# [Task objective]
Repeat every line below exactly, word for word.

━━ Listed entries ━━

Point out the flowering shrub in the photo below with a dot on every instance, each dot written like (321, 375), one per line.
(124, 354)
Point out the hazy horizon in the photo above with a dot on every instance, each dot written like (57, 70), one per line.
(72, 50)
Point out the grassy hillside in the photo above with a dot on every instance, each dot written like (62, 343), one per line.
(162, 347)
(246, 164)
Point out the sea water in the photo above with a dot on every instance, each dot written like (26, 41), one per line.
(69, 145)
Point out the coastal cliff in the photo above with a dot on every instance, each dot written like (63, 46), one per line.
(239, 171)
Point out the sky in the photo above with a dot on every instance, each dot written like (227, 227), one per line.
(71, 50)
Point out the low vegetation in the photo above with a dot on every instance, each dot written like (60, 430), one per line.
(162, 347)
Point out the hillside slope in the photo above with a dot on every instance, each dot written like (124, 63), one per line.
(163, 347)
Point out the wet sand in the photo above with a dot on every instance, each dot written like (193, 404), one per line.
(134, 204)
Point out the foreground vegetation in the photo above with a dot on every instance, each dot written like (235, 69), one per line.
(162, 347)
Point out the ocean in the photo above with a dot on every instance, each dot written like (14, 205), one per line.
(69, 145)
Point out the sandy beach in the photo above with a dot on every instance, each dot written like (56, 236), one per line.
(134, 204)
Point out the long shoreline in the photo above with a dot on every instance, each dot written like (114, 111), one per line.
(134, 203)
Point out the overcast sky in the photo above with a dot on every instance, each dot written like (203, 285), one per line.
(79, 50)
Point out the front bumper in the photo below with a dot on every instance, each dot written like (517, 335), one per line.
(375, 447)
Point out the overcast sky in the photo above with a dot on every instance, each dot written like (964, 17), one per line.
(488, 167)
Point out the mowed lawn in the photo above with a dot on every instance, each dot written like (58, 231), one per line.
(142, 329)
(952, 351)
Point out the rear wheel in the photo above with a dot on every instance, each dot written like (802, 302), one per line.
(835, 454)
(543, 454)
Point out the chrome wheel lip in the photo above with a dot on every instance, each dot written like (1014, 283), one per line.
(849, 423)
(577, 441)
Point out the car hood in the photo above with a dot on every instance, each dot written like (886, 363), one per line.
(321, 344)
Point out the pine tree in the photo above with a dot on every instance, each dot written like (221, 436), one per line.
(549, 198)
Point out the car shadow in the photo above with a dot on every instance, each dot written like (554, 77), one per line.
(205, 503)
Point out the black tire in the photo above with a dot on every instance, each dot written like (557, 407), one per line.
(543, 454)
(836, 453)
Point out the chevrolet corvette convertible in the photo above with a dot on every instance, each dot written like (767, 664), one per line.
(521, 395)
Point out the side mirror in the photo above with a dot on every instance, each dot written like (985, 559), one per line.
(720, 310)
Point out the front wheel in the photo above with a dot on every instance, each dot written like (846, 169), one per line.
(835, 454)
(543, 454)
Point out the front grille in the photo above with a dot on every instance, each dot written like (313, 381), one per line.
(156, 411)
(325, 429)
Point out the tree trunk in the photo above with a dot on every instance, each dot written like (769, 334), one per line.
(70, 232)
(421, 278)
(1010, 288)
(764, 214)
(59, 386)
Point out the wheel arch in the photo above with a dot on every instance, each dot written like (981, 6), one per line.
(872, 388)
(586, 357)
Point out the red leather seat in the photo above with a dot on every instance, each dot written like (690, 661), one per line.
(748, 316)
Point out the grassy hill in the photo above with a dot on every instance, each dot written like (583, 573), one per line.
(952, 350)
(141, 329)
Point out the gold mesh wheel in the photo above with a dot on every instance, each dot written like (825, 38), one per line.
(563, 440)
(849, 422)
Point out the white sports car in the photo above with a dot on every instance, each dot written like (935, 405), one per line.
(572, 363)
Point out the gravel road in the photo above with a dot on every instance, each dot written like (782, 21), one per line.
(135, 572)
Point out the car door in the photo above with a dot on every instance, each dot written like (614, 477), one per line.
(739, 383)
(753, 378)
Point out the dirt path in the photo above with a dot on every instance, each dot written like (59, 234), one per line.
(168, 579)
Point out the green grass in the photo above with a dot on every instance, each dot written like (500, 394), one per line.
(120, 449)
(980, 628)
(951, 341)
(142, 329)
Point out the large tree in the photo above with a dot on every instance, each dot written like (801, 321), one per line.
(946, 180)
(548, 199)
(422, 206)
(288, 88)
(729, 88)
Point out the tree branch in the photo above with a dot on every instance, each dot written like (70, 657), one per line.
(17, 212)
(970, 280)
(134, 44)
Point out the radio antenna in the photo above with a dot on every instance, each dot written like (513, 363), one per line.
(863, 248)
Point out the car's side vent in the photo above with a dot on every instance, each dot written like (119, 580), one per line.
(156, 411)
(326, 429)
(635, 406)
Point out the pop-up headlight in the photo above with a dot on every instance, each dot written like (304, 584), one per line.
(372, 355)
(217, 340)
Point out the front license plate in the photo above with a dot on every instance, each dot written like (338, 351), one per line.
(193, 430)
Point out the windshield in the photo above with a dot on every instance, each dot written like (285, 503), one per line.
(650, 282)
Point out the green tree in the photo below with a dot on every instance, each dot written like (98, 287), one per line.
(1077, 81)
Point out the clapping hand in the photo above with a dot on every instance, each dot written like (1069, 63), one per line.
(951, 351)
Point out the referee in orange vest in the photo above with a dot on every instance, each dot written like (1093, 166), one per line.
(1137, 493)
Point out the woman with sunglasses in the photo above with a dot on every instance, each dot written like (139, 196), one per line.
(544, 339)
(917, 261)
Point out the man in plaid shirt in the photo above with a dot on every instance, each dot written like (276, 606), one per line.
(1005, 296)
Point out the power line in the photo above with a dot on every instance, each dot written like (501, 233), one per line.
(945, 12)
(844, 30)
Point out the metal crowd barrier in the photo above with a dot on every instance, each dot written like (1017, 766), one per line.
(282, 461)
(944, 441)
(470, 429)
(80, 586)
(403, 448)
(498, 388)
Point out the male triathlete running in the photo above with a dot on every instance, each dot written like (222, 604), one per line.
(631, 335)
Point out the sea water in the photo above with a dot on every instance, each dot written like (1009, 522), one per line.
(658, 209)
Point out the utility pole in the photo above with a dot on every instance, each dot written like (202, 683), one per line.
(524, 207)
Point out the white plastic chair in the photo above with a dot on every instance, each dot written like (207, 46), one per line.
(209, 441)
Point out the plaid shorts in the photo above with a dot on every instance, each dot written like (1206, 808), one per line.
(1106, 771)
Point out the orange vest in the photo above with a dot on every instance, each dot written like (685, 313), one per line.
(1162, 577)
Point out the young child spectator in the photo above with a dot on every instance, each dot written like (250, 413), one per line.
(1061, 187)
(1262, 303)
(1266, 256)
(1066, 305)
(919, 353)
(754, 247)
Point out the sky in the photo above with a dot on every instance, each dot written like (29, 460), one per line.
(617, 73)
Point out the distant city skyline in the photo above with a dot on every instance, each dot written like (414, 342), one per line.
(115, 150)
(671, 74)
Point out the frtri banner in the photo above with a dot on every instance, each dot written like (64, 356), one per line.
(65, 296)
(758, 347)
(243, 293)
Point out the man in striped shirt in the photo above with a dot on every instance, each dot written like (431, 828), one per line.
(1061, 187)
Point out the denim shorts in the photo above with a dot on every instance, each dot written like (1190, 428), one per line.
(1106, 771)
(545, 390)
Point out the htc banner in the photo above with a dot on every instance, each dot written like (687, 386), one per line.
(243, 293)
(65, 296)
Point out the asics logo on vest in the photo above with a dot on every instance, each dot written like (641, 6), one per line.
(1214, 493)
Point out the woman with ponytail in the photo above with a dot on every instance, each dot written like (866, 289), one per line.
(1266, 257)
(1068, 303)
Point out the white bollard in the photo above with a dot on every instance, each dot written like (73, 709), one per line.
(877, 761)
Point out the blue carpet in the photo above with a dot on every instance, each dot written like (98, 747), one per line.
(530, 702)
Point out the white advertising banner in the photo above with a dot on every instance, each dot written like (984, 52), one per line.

━━━

# [Result for this task]
Point out the flowering shrub in the photo below with a dot on every instance, each dot written like (321, 375), one per line.
(124, 354)
Point out the hazy horizon in the photo above with a dot on every instance, each dot written like (57, 70), one per line.
(72, 50)
Point out the grassy hillside in the photo above with a dot on every instance, each dot written like (62, 343), one per line.
(162, 347)
(246, 164)
Point out the sea water in the photo above with a dot on every instance, each dot written like (26, 41), one per line.
(69, 145)
Point out the coastal cliff in the photo above with a dot on every instance, each dot written like (63, 46), one per line.
(239, 171)
Point out the sky in the photo above with a dot on every instance, each dot written like (227, 227), one per line.
(71, 50)
Point out the low vegetation in the photo above with a dot on every instance, each dot written like (60, 430), one per line.
(162, 347)
Point out the hillside slope in the photo above with a dot on every instance, each dot written like (124, 63), one per line.
(163, 347)
Point out the wet sand in the photo above with a dot on every instance, each dot written like (193, 404), one per line.
(134, 204)
Point out the foreground vegetation in the photo above with a dot on every instance, each dot written like (235, 69), one per line.
(162, 347)
Point out the ocean in the photo above with a dot on every instance, each dot written like (14, 205), one per line.
(69, 145)
Point out the sandy beach in the photo above with a dot on every instance, each dot written like (56, 236), one per line.
(134, 204)
Point out the long shoreline in the photo above with a dot on every instance, each dot written like (114, 111), one per line.
(134, 203)
Point out the overcast sky in the photo above with a dot on every instance, each dot written like (203, 285), one per line.
(79, 50)
Point out the front bumper in the photo below with a dot on every instance, each dot written like (517, 335), one per line.
(375, 447)
Point out the overcast sky in the photo above with a dot on every instance, each dot written like (964, 17), one per line.
(488, 167)
Point out the mowed lawn in the photo above with a dot on every instance, each dot written like (58, 231), one per line.
(142, 329)
(952, 351)
Point out the rear wheel in the photo above with a dot on every instance, each dot written like (802, 302), one per line.
(835, 454)
(543, 454)
Point out the chrome wheel lip in the photo above with a dot on every instance, each dot written like (1014, 283), one per line.
(849, 423)
(577, 441)
Point out the car hood in the photo above with a dot on every instance, each dot written like (886, 363), one per line.
(321, 344)
Point out the pine tree in the photo above with a dot on every instance, each dot written like (221, 436), one per line.
(549, 198)
Point out the car shadow in the photo above with a dot on every instance, each dot written like (554, 77), one per line.
(205, 503)
Point out the black tire in the photo above with a dot on every instance, each dot written like (557, 407), one per line.
(543, 454)
(836, 453)
Point out the chevrolet corvette convertible in the photo above with a dot on every instance, each dot written like (767, 664), one per line.
(521, 395)
Point out the side mirror in the photo above with a dot on every instance, each dot written like (985, 559), one per line.
(720, 310)
Point out the front wheel in the photo above with a dot on every instance, each dot written like (846, 169), one per line.
(835, 454)
(543, 454)
Point out the front grille in the photo above with a dot on every instance, each dot written like (313, 381), one per line.
(156, 411)
(325, 429)
Point out the tree trunk in the photo above with a dot on every instance, each dot written like (769, 334), one per line.
(70, 232)
(421, 278)
(1010, 288)
(764, 214)
(59, 386)
Point out the wheel arch in the photo above with a dot on every instance, each dot written like (981, 6), one per line.
(872, 388)
(586, 357)
Point out the red leather seat in the photo above with a dot on every instance, each dot written like (690, 661), one per line.
(748, 316)
Point out the grassy hill in the photo above with a dot on every instance, each dot written like (583, 573), one per line.
(952, 350)
(141, 329)
Point out the gold mesh wheel in the photo above with a dot on every instance, each dot written like (825, 38), one per line.
(563, 440)
(849, 422)
Point out the white sports car in the photo above with a dot on every instance, each dot written like (935, 405), one per line.
(572, 363)
Point out the gravel road in the photo above with a dot on every instance, each dot written like (782, 21), one per line.
(135, 572)
Point out the car door in the photo above with a dot on every instance, each dot written like (614, 477), one per line.
(739, 383)
(753, 378)
Point out the dirt path in the photo above with a dot on every instance, each dot written like (59, 234), one per line.
(168, 579)
Point out the green grass in the photo above with a dot on every instance, each dot written like (500, 394), one per line.
(120, 449)
(980, 628)
(951, 341)
(142, 329)
Point out the large tree in the photo above with a dot on every instance, each dot written like (801, 321), one per line.
(946, 180)
(548, 199)
(422, 206)
(288, 88)
(729, 88)
Point out the tree branch in the photo above with a dot on every instance, each dot written like (70, 657), one per line.
(17, 212)
(970, 280)
(134, 44)
Point out the radio antenna in the photo above with a dot on every instance, each dot written like (513, 363), one per line.
(863, 248)
Point out the car's side vent in the photo above with a dot on every instance, each dot written like (119, 580), one per line.
(156, 411)
(326, 429)
(635, 406)
Point out the pop-up headlight in the photo above with a dot on every instance, each dot written like (304, 584), one per line.
(372, 355)
(217, 340)
Point out the front license plate in the photo above with a dot on every instance, each dot written like (338, 351), one per line.
(193, 430)
Point out the windshield in the photo above with a dot on every instance, each dot written like (285, 503), one per line.
(650, 282)
Point out the green tree in the photo below with a dot on every instance, each dot written like (98, 287), one per line.
(1077, 81)
Point out the clapping hand in the photo above with a dot on every instance, each dot written like (1069, 63), one per line.
(951, 351)
Point out the referee in orange vest in the photo above with a dot on every instance, each dot written like (1093, 166), one per line.
(1137, 493)
Point out the woman with sunglasses in the photo above with a dot on every instance, each dot written like (139, 196), one per line.
(544, 339)
(917, 261)
Point out the man in plaid shirt in the photo above with a dot on every instance, each dot written like (276, 606), one per line.
(1005, 296)
Point out the power line in the photo above with a dot on every instance, each dot written like (501, 233), one per line.
(945, 12)
(844, 30)
Point out the metal crowd barrier in the photo above with a dot on every instance, each dot written like (1017, 766), one per line.
(282, 461)
(944, 441)
(470, 429)
(80, 586)
(403, 448)
(498, 388)
Point out the male triathlete running in the photo above with a dot on every instance, each dot written like (222, 604), one per line.
(631, 335)
Point out the sea water in the photo above with a dot on every instance, each dot written like (1009, 522), one per line.
(658, 209)
Point out the utility pole in the photo above with a dot on every instance, each dot written like (202, 683), one per line.
(524, 207)
Point out the white plastic chair in the photo above with a dot on every instance, each dot written like (207, 46), one per line.
(209, 441)
Point out the plaid shorts in the photo above with a dot on every instance, each dot written like (1206, 808), one per line.
(1106, 771)
Point out the orange vest in the photo above with a dot on every instance, each dot written like (685, 313), one per line.
(1162, 577)
Point out the young child spectator in the photo above with a dot on every instance, each dot written like (250, 413), one per line.
(1061, 187)
(1262, 303)
(1266, 256)
(1066, 305)
(919, 353)
(754, 247)
Point out the sky in the photo above with a dot on every instance, each dot written like (29, 460), one per line.
(617, 73)
Point out the distant city skyline in the photo above with a dot on every instance, each dot written like (414, 342), one per line.
(115, 150)
(671, 74)
Point out the frtri banner in the photo above with a dot on every instance, each dot written like (64, 356), one per line.
(65, 296)
(758, 347)
(243, 293)
Point out the man in striped shirt in the photo above with a dot on every instance, each dot written like (431, 828), one per line.
(1061, 187)
Point out the denim shorts in the photo above with a dot on every instance, each dot written like (1190, 428), one per line.
(1106, 771)
(545, 390)
Point out the htc banner in the photo above with a dot on every instance, each dot written like (687, 386), one per line.
(243, 293)
(65, 296)
Point out the asics logo on vest in the photo above with a dot on every instance, each dot written like (641, 6), one per line.
(1214, 493)
Point out the woman with ponytail in the photo above with a dot on every instance, each dot written like (866, 289), one per line.
(1266, 257)
(1068, 303)
Point out the white bollard in the photo above with a dot on every instance, each dot written like (73, 709), one per line.
(877, 761)
Point out the blue carpet in the photo above with a dot on every instance, each dot written like (98, 747), one per line.
(530, 702)
Point out the white advertising banner in the photo above with a dot on every instance, each dot written like (984, 52), one per line.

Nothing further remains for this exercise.